:: Data for analysis

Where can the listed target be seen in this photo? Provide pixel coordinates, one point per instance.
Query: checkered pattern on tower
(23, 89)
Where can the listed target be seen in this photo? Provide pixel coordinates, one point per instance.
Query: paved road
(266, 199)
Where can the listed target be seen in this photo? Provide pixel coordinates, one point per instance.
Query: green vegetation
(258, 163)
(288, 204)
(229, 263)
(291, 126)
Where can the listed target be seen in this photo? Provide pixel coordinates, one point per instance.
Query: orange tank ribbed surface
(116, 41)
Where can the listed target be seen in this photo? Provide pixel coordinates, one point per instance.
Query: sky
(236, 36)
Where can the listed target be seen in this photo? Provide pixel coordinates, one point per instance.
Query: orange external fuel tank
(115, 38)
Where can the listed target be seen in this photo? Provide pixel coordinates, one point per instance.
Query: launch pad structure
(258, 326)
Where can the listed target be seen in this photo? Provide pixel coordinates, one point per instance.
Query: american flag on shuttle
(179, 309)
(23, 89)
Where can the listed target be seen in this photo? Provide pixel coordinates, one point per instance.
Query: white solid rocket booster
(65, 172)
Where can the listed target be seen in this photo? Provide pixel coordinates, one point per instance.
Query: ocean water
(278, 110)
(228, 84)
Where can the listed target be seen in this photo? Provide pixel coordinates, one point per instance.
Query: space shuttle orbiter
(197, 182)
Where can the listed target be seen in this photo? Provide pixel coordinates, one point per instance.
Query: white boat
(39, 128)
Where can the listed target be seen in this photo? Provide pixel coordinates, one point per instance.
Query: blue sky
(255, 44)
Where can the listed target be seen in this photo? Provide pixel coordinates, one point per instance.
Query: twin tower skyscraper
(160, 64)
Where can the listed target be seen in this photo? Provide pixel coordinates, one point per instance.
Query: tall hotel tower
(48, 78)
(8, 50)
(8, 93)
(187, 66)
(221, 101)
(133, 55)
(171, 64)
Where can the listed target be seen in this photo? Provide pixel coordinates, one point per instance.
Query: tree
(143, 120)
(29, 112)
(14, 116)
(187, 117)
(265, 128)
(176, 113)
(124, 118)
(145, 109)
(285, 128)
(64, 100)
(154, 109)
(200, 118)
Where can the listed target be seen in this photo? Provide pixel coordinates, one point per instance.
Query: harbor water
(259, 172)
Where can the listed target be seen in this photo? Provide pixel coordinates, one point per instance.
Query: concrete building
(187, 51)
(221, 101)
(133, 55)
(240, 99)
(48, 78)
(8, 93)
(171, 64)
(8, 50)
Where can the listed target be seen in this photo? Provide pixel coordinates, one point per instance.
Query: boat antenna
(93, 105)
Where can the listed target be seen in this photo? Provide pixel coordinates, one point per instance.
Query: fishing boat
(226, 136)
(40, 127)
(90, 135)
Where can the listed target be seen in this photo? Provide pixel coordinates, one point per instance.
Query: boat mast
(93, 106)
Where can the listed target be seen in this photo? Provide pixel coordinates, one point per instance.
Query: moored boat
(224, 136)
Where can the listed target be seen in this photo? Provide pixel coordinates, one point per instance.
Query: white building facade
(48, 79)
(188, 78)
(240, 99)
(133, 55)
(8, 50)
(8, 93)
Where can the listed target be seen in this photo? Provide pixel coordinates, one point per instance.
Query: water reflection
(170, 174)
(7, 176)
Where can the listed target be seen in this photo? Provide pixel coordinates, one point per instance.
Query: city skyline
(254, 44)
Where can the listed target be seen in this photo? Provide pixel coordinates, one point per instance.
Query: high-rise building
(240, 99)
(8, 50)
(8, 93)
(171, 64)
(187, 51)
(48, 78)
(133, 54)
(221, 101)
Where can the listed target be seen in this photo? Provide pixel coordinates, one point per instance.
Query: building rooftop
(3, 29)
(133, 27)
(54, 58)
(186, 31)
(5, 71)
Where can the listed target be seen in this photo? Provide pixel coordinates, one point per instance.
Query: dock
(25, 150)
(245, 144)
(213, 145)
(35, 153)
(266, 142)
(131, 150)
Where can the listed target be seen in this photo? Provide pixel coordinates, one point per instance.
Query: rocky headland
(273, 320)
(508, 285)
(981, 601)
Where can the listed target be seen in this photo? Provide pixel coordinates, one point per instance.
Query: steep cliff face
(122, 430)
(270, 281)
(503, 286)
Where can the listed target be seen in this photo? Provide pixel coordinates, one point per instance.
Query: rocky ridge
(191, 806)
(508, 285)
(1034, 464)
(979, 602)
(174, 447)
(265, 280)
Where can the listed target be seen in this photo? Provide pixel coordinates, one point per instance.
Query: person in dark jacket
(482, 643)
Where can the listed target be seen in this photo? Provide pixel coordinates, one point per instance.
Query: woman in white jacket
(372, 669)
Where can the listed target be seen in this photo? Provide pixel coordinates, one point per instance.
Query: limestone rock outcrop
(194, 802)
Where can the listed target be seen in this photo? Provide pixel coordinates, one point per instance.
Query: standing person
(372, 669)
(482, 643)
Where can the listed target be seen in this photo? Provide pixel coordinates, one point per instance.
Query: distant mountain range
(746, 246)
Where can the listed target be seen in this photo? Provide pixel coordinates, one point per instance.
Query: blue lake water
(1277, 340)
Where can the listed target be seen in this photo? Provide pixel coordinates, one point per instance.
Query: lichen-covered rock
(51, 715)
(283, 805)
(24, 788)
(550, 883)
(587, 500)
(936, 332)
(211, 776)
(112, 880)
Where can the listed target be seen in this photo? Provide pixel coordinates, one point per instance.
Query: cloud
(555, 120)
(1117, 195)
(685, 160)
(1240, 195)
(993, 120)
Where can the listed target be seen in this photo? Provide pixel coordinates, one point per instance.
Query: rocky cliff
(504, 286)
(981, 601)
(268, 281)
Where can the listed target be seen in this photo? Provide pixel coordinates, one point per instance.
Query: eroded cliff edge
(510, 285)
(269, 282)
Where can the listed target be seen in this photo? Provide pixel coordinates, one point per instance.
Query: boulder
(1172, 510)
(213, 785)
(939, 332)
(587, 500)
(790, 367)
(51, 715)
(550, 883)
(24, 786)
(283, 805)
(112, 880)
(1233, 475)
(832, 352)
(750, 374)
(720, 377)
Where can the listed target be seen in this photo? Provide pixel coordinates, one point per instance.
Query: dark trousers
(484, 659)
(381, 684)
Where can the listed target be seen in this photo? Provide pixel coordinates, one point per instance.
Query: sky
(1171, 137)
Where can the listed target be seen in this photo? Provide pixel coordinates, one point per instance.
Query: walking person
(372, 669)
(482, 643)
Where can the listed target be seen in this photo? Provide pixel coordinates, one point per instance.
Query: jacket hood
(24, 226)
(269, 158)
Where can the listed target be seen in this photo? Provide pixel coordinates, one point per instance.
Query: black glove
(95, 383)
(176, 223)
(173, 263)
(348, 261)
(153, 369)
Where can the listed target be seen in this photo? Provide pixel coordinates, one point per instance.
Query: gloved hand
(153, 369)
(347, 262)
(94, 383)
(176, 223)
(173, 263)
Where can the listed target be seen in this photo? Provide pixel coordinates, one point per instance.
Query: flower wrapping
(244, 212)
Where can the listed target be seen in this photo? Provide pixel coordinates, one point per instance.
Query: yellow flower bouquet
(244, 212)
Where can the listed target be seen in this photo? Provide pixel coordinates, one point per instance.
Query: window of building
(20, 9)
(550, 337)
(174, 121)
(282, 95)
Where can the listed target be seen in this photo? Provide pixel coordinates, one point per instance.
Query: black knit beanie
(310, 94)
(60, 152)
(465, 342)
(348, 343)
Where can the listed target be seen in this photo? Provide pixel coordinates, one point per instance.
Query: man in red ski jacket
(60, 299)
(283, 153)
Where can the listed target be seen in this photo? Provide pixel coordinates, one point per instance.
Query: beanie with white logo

::::

Return the entries above exactly as they were written.

=== Solution to the problem ===
Where can the listed target be seen in this photo? Provide pixel coordinates, one point per instance.
Query: checkered pattern on tower
(23, 89)
Where can the listed target be seen in this photo? Provide pixel coordinates, one point per instance.
Query: paved road
(266, 199)
Where can the listed target be seen in this photo? Provide pixel coordinates, one point per instance.
Query: green vegetation
(258, 163)
(288, 204)
(229, 263)
(291, 126)
Where can the listed target be seen in this photo? Provide pixel coordinates, one point per instance.
Query: orange tank ribbed surface
(116, 41)
Where can the listed target be seen in this photo? Provide pixel coordinates, one point per instance.
Query: sky
(236, 36)
Where can the listed target be seen in this photo? Provide pixel coordinates, one point per instance.
Query: orange external fuel tank
(115, 38)
Where can the listed target be seen in this photo? Provide pixel coordinates, one point per instance.
Query: launch pad structure
(258, 326)
Where can the listed target be seen in this photo? Provide pixel coordinates, one point per instance.
Query: american flag on shuttle
(179, 309)
(23, 89)
Where can the listed target be seen in this photo? Provide pixel coordinates, one point per instance.
Query: white solid rocket booster
(65, 172)
Where can the listed target be seen in this photo? Provide pixel coordinates, one point per instance.
Query: ocean water
(278, 110)
(228, 84)
Where can the listed target be seen in this photo? Provide pixel coordinates, one point per instance.
Query: space shuttle orbiter
(197, 182)
Where can the listed target be seen in this photo? Provide pixel coordinates, one point per instance.
Query: white boat
(39, 128)
Where can the listed target be seen in this photo? Provide pixel coordinates, one point per instance.
Query: blue sky
(255, 44)
Where can the listed target be seen in this photo? Provide pixel coordinates, one point per instance.
Query: twin tower skyscraper
(160, 64)
Where can the listed target be seen in this photo? Provide pixel coordinates, one point per instance.
Query: tall hotel tower
(48, 78)
(8, 50)
(8, 93)
(187, 66)
(221, 101)
(133, 55)
(171, 64)
Where can the listed target be seen in this photo? Provide pixel coordinates, one point per instance.
Query: tree
(143, 120)
(29, 112)
(14, 116)
(187, 117)
(265, 128)
(176, 113)
(124, 118)
(145, 109)
(285, 128)
(64, 100)
(154, 109)
(200, 118)
Where can the listed target be seen in this photo? Provide pixel coordinates, one point per instance.
Query: harbor water
(259, 172)
Where can the listed target be seen in this photo? Provide pixel coordinates, one point per instance.
Query: concrete building
(187, 51)
(221, 101)
(133, 55)
(240, 99)
(48, 78)
(8, 93)
(171, 64)
(8, 50)
Where can the listed target be seen in this photo? Provide pixel coordinates, one point per instance.
Query: boat antenna
(93, 105)
Where can the listed target be seen in this photo? Provide pixel coordinates, one point per instance.
Query: fishing boat
(226, 136)
(40, 127)
(90, 135)
Where can the listed target be seen in this photo? Provide pixel coordinates, one point per instance.
Query: boat mast
(93, 106)
Where can the listed target be seen in this photo? Provide pixel coordinates, one point per instance.
Query: moored boat
(224, 136)
Where can the listed target be seen in this photo? Provide pixel coordinates, one point per instance.
Query: white building facade
(48, 79)
(188, 78)
(240, 99)
(133, 55)
(8, 50)
(8, 93)
Where can the listed target be seen in this photo? Provide pixel coordinates, one point per instance.
Query: water reflection
(170, 174)
(7, 176)
Where can the listed target be seen in this photo? Provide pixel coordinates, one point per instance.
Query: city skyline
(254, 44)
Where can the listed target be seen in this photo? Provide pixel coordinates, one point per instance.
Query: high-rise building
(240, 99)
(8, 50)
(8, 93)
(171, 64)
(187, 51)
(48, 78)
(133, 54)
(221, 101)
Where can the listed target be seen in this photo? Provide pixel coordinates, one point per instance.
Query: building rooftop
(3, 29)
(133, 27)
(54, 58)
(186, 31)
(5, 71)
Where can the listed target be seen in this photo? Provide pixel coordinates, one point per instance.
Query: dock
(25, 150)
(245, 144)
(213, 145)
(35, 153)
(266, 142)
(131, 150)
Where can the listed target be seen in this photo? Provide pixel coordinates, one point per instance.
Query: rocky headland
(273, 320)
(508, 285)
(981, 601)
Where can the listed target be seen in this photo? Provide pixel coordinates, one point per instance.
Query: steep cliff face
(122, 430)
(270, 281)
(503, 286)
Where can the listed target be seen in this photo? Provide pixel coordinates, one point per instance.
Query: rocky ridge
(191, 806)
(508, 285)
(1034, 464)
(979, 602)
(174, 447)
(265, 280)
Where can the listed target be seen in this photo? Provide pixel coordinates, one point per instance.
Query: person in dark jacket
(482, 643)
Where can the listed target be seen in this photo? Provide pixel coordinates, one point per instance.
Query: woman in white jacket
(372, 669)
Where can the listed target be seen in this photo? Provide pixel coordinates, one point per instance.
Query: limestone rock outcrop
(194, 802)
Where can the listed target be seen in this photo? Provide pixel coordinates, one point per instance.
Query: standing person
(372, 669)
(482, 643)
Where can the listed target be seen in this photo? Provide pixel coordinates, one point per instance.
Query: distant mountain range
(746, 246)
Where can the listed target be seen in this photo? Provide pixel coordinates, one point per instance.
Query: blue lake water
(1277, 340)
Where can the listed target be seen in this photo? Provide pixel coordinates, one point per instance.
Query: lichen-covered rock
(51, 715)
(283, 805)
(24, 788)
(550, 883)
(587, 500)
(936, 332)
(211, 776)
(112, 880)
Where can the listed target be seen in this photo? Provide pixel coordinates, one point per instance.
Query: cloud
(555, 120)
(1117, 195)
(685, 160)
(1240, 195)
(993, 120)
Where can the listed target be seen in this photo? Provide pixel coordinates, one point per instance.
Query: rocky cliff
(504, 286)
(981, 601)
(268, 281)
Where can the listed target be seen in this photo? Provide pixel coordinates, one point per instance.
Query: eroded cliff edge
(510, 285)
(269, 282)
Where can the listed target be seen in this photo? Provide pixel coordinates, one point per instance.
Query: boulder
(1172, 510)
(213, 785)
(939, 332)
(587, 500)
(790, 367)
(51, 715)
(550, 883)
(24, 786)
(283, 805)
(112, 880)
(1233, 475)
(832, 352)
(750, 374)
(720, 377)
Where can the listed target be seen in this photo? Provide pixel coordinates, one point per instance.
Query: dark trousers
(484, 659)
(381, 684)
Where can the listed target be seen in this photo? Provide pixel coordinates, one point per instance.
Query: sky
(1171, 137)
Where can the listed target be seen in this photo? Provide pixel coordinates, one point per instance.
Query: walking person
(372, 669)
(482, 643)
Where can the listed target be seen in this photo? Provide pixel coordinates, one point per instance.
Query: jacket hood
(24, 226)
(269, 158)
Where can the listed target be seen in this photo? Provide pixel coordinates, one point per instance.
Query: black glove
(95, 383)
(176, 223)
(173, 263)
(348, 261)
(153, 369)
Where can the listed target be seen in this photo? Provide pixel coordinates, one point per instance.
Query: gloved hand
(153, 369)
(347, 262)
(94, 383)
(176, 223)
(173, 263)
Where can the listed target be seen in this photo? Provide pixel coordinates, one point per instance.
Query: flower wrapping
(244, 212)
Where can the listed target be seen in this photo? Provide pixel coordinates, one point per instance.
Query: yellow flower bouquet
(244, 212)
Where can the listed target be seen in this photo? Provide pixel coordinates, one point per instance.
Query: window of building
(20, 9)
(550, 337)
(174, 121)
(282, 95)
Where can the listed target be seen in this photo? Provide pixel coordinates, one point per instance.
Query: black knit beanie
(310, 94)
(60, 152)
(465, 342)
(348, 343)
Where can the listed target be seen in this photo? Provide pixel coordinates, one point per instance.
Query: man in red ski jacket
(60, 299)
(283, 153)
Where can the listed target be seen in this photo? Provide pixel coordinates, one point per instance.
Query: beanie with white logo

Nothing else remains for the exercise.